#### SUPPLIED INFORMATION ####

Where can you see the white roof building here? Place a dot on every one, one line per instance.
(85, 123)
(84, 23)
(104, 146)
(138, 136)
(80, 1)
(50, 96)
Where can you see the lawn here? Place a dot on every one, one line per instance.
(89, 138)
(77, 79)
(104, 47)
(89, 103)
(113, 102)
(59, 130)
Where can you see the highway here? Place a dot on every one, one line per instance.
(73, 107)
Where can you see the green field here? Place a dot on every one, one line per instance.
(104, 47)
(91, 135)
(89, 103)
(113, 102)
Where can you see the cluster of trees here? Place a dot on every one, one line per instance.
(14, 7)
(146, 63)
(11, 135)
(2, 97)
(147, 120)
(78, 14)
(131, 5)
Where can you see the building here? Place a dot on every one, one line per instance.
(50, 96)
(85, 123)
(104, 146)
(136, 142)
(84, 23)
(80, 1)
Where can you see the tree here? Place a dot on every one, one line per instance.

####
#### SUPPLIED INFORMATION ####

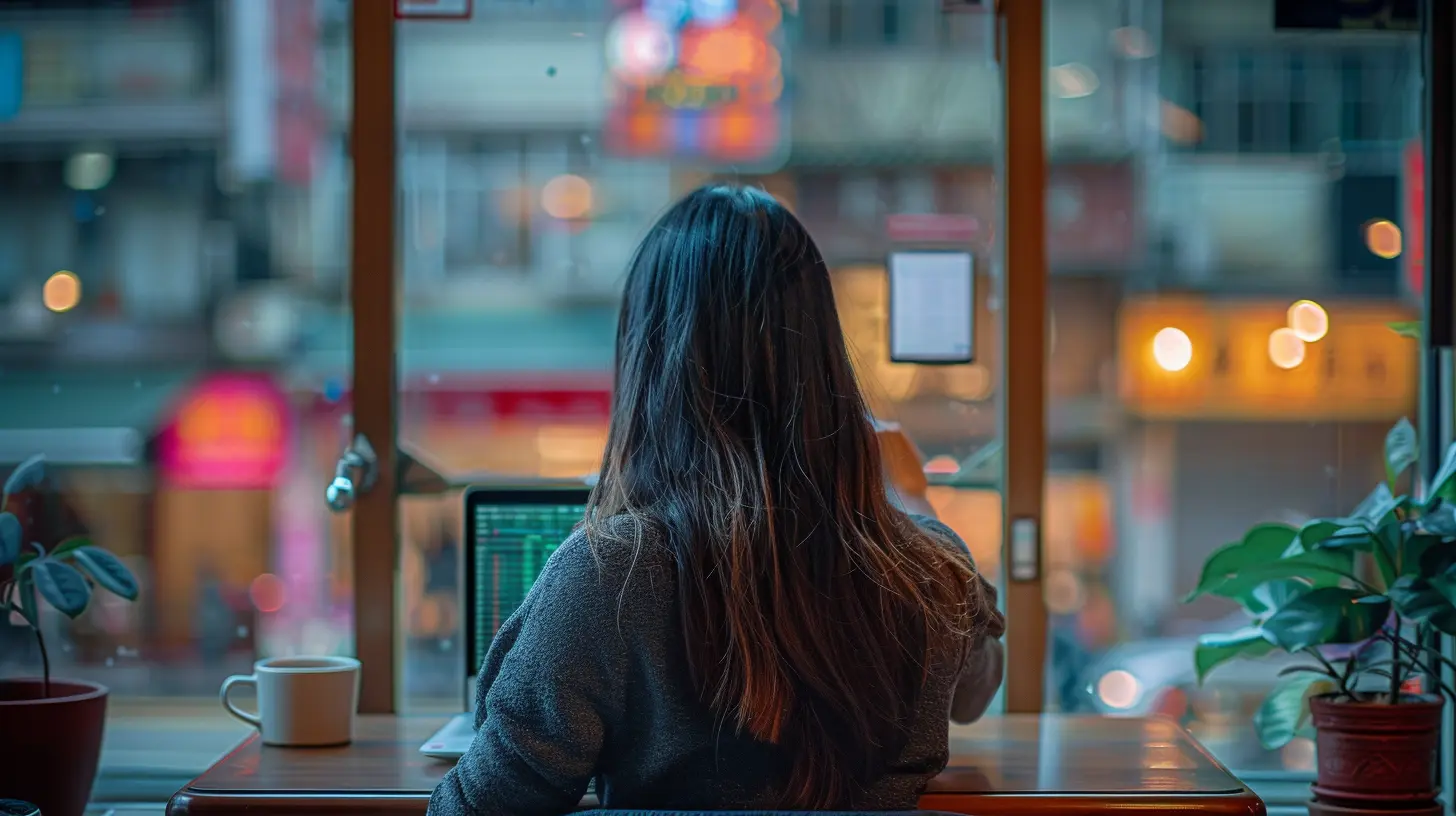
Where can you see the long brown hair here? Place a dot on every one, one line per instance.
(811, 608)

####
#### SUPPLIED INFORMATION ####

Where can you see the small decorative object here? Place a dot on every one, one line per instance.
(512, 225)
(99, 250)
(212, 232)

####

■ **PROBLEM DESCRIPTION**: How many lines in the rows above contain the string "here"? Case counts; reply with the number alone.

■ **SOLUTION FOR THIS TASK**: 9